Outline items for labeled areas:
=====

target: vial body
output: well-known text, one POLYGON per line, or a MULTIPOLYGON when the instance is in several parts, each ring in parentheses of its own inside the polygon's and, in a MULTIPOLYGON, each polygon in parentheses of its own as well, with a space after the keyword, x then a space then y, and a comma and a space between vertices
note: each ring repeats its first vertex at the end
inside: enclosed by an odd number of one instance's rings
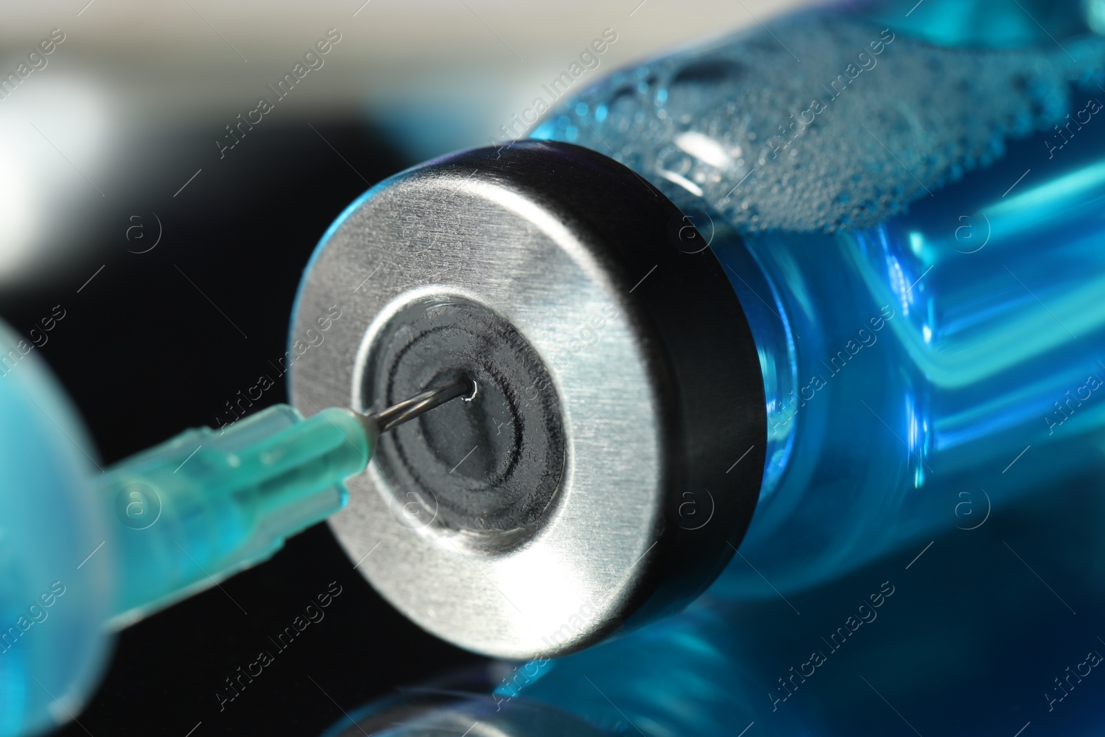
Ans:
POLYGON ((1081 3, 1050 11, 1062 44, 991 4, 796 17, 534 133, 662 189, 748 316, 767 461, 715 594, 815 585, 1101 463, 1105 43, 1081 3), (977 12, 1003 22, 958 33, 977 12))

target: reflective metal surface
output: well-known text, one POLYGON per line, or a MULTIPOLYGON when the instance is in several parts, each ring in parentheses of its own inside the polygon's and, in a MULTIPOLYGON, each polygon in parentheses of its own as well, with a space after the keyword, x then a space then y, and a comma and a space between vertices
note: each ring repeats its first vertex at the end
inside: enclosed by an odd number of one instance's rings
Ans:
POLYGON ((409 170, 327 232, 293 333, 344 314, 294 365, 294 403, 371 411, 459 370, 480 388, 381 436, 330 522, 420 625, 502 657, 570 652, 684 606, 732 556, 762 380, 693 235, 629 169, 537 141, 409 170))

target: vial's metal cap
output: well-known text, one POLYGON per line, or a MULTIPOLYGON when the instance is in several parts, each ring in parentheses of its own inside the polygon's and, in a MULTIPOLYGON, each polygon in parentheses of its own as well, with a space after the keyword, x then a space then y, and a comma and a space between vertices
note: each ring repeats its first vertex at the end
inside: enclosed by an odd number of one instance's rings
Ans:
POLYGON ((728 561, 764 390, 694 238, 628 168, 540 141, 404 171, 326 233, 293 316, 296 407, 477 387, 383 435, 330 520, 412 620, 493 656, 559 655, 677 610, 728 561))

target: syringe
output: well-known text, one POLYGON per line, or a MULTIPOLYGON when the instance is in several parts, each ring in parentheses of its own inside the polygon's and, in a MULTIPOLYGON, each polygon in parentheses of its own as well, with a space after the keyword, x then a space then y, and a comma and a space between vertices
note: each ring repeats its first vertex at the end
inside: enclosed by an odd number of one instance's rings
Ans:
POLYGON ((113 622, 127 624, 275 554, 284 539, 340 510, 380 433, 475 385, 463 373, 375 414, 327 408, 309 418, 277 404, 230 428, 187 430, 95 481, 130 529, 113 622))
POLYGON ((0 737, 74 718, 113 629, 265 560, 346 505, 380 433, 476 391, 457 369, 375 414, 277 404, 99 473, 73 402, 28 354, 0 320, 0 737))

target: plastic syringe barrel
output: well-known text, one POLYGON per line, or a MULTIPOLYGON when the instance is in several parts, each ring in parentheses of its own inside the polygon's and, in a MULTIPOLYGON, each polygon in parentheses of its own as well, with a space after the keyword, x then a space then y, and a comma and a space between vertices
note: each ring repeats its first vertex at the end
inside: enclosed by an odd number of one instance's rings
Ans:
POLYGON ((123 627, 215 586, 345 506, 373 450, 355 413, 304 419, 277 404, 221 431, 188 430, 108 468, 119 522, 113 622, 123 627))

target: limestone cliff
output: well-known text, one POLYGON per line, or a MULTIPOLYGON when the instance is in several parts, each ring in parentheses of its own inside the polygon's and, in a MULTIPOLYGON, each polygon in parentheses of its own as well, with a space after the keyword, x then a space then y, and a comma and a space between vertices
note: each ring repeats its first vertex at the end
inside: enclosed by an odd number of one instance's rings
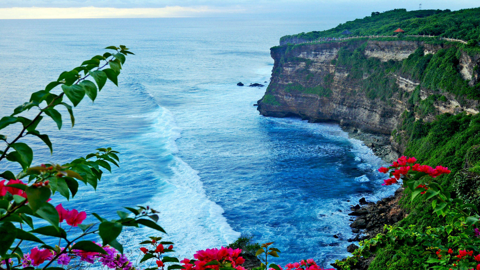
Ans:
MULTIPOLYGON (((273 47, 271 55, 275 63, 271 82, 258 101, 258 110, 266 116, 299 116, 312 122, 335 121, 361 131, 389 135, 402 113, 412 109, 411 100, 417 89, 415 94, 420 100, 432 95, 442 96, 431 98, 432 110, 419 117, 428 121, 444 112, 477 113, 477 100, 420 87, 420 80, 413 78, 414 74, 388 67, 418 49, 427 55, 452 46, 359 39, 273 47), (346 50, 350 52, 346 56, 346 50), (359 64, 364 66, 356 66, 352 58, 364 59, 364 64, 359 64), (345 59, 354 63, 348 66, 340 63, 346 62, 345 59), (371 62, 377 65, 365 65, 371 62), (379 73, 381 68, 384 70, 379 73), (379 80, 384 80, 385 85, 379 80)), ((479 57, 462 52, 459 62, 458 72, 463 79, 469 81, 470 86, 478 83, 478 69, 475 67, 480 62, 479 57)))

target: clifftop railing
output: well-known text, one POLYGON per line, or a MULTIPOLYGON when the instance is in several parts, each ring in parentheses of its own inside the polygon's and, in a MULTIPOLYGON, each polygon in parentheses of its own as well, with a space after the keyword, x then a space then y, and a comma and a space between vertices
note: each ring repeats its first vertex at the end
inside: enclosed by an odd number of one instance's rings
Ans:
MULTIPOLYGON (((352 38, 361 38, 363 37, 370 37, 370 38, 374 38, 374 37, 396 37, 397 36, 357 36, 357 37, 326 37, 325 39, 320 39, 317 40, 312 40, 312 41, 303 41, 303 42, 297 42, 295 43, 292 43, 293 44, 302 44, 304 43, 315 43, 316 42, 321 42, 323 41, 337 41, 342 40, 347 40, 348 39, 351 39, 352 38)), ((449 38, 447 37, 439 37, 438 36, 430 36, 430 35, 406 35, 404 37, 434 37, 437 38, 439 39, 442 39, 443 40, 447 40, 448 41, 455 41, 457 42, 460 42, 463 43, 464 44, 467 44, 467 41, 465 40, 462 40, 461 39, 456 39, 455 38, 449 38)))

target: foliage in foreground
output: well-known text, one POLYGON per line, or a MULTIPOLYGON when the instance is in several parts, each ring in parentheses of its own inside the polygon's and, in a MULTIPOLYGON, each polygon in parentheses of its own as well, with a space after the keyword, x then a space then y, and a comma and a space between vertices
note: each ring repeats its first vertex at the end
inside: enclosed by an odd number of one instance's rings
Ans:
MULTIPOLYGON (((416 161, 415 158, 403 156, 390 167, 379 169, 379 172, 388 173, 390 176, 383 184, 397 184, 402 178, 403 185, 411 191, 411 199, 419 196, 424 196, 424 200, 432 199, 433 213, 444 218, 446 224, 429 226, 425 230, 415 225, 385 225, 384 233, 360 242, 360 248, 352 256, 344 261, 337 260, 336 263, 342 269, 349 270, 361 257, 367 258, 381 251, 381 258, 388 269, 398 260, 413 255, 413 258, 408 261, 415 269, 480 269, 480 221, 477 207, 452 198, 450 192, 433 181, 450 173, 448 168, 438 166, 434 169, 415 163, 416 161), (385 252, 389 249, 394 252, 385 252)), ((375 263, 371 265, 372 268, 376 266, 375 263)))

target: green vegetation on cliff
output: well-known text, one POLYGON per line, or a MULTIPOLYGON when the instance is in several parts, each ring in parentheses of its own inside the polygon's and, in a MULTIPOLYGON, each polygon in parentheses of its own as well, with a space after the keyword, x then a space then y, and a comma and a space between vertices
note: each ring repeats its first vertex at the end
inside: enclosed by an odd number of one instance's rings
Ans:
POLYGON ((430 35, 469 40, 480 37, 480 8, 456 11, 449 10, 425 10, 407 11, 397 9, 383 12, 372 12, 371 16, 340 24, 322 31, 312 31, 282 37, 280 41, 292 38, 306 41, 319 37, 343 37, 341 33, 348 30, 348 36, 391 35, 400 27, 407 35, 430 35))

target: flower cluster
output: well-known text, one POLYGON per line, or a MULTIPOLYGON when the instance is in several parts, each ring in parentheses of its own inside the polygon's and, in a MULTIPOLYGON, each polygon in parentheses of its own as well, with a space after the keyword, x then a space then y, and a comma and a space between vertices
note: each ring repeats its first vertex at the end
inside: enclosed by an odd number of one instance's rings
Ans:
MULTIPOLYGON (((308 259, 307 260, 301 260, 299 262, 288 263, 285 266, 288 270, 335 270, 335 268, 324 269, 319 266, 313 259, 308 259)), ((281 270, 283 269, 280 267, 281 270)), ((270 268, 269 270, 274 270, 270 268)))
POLYGON ((25 184, 22 180, 10 179, 9 181, 5 184, 5 182, 7 180, 0 181, 0 196, 5 196, 7 195, 7 192, 10 192, 12 195, 19 195, 24 198, 27 197, 27 194, 22 189, 12 186, 5 186, 7 185, 13 184, 25 184))
POLYGON ((63 222, 63 220, 65 220, 67 224, 73 227, 77 227, 78 224, 81 224, 87 217, 86 213, 84 211, 79 212, 75 209, 69 211, 68 209, 64 209, 61 204, 57 205, 55 209, 59 212, 60 222, 63 222))
MULTIPOLYGON (((97 244, 101 246, 99 244, 97 244)), ((45 261, 50 261, 57 257, 57 263, 60 265, 68 265, 70 263, 72 258, 78 258, 80 261, 85 261, 89 263, 95 263, 98 261, 102 265, 107 266, 108 268, 121 269, 121 270, 134 270, 132 262, 124 255, 118 254, 117 250, 108 245, 103 247, 107 254, 102 254, 98 252, 86 252, 78 249, 72 249, 70 251, 64 252, 64 247, 60 248, 57 251, 52 252, 46 248, 39 249, 35 247, 32 248, 30 252, 24 255, 22 260, 22 265, 24 267, 27 266, 38 266, 43 263, 45 261)))
POLYGON ((216 260, 220 263, 227 263, 231 264, 231 267, 237 270, 245 270, 245 268, 240 266, 245 262, 245 259, 240 257, 241 249, 237 248, 233 249, 222 246, 220 249, 218 248, 207 249, 205 250, 199 250, 193 255, 193 258, 196 260, 191 261, 185 258, 180 262, 183 264, 183 266, 186 270, 205 270, 207 268, 211 268, 218 270, 220 267, 219 265, 212 265, 205 267, 205 265, 214 260, 216 260))
MULTIPOLYGON (((394 161, 389 168, 380 167, 378 169, 379 172, 383 173, 390 172, 392 175, 390 178, 384 180, 384 183, 382 185, 390 185, 396 184, 402 175, 406 175, 410 171, 424 172, 433 178, 444 173, 450 173, 450 171, 447 167, 437 166, 435 169, 433 169, 426 165, 420 165, 419 163, 414 164, 416 161, 417 159, 413 157, 407 158, 403 156, 399 158, 396 161, 394 161), (391 170, 393 170, 393 171, 391 171, 391 170)), ((422 194, 424 193, 425 192, 422 193, 422 194)))

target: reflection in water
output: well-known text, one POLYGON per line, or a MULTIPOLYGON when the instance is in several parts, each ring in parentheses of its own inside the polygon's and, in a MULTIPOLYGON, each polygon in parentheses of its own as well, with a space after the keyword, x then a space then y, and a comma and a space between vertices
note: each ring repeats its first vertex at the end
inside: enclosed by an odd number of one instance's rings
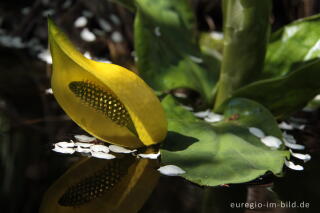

=====

* Task description: Please repeat the lines beginning at the one containing "target: reflective metal surface" and ending after the one containing "POLYGON ((728 561, 764", swapping "metal" for "steel" and leaving everything else untouched.

* Response:
target: reflective steel surface
output: well-known text, one POLYGON per line, or a MULTIPOLYGON when the instance is in several parts, each ring in parentheses of its own inside the polygon's and, in a MULTIPOLYGON, each polygon in parentheses of its own as well, with a space after the keyword, x then a space then y, and a comma and a space between vertices
note: each ring repeats its first vertex at the end
inside: enclosed by an odd number of one instance's rings
Ans:
POLYGON ((409 170, 327 232, 293 333, 344 314, 294 365, 294 403, 371 411, 459 370, 480 388, 381 436, 330 522, 420 625, 502 657, 570 652, 684 606, 732 556, 762 380, 693 235, 629 169, 537 141, 409 170))

target: vial's steel cap
output: well-known text, one POLYGON per line, or a MULTIPOLYGON when the instance is in several parts, each ring in parentheses of its own inside the polygon's and, in a MULTIPOLYGON, each polygon in parentheses of its own as well, with a space after the keyword, x then a space then y, and a comma and a space between vertices
note: each ring repeats its first vertex at the end
inside: enclosed by an odd number of one instance's rings
Ans:
POLYGON ((728 561, 764 390, 694 238, 628 168, 540 141, 404 171, 326 233, 293 316, 296 407, 477 387, 383 435, 330 520, 412 620, 493 656, 559 655, 677 610, 728 561))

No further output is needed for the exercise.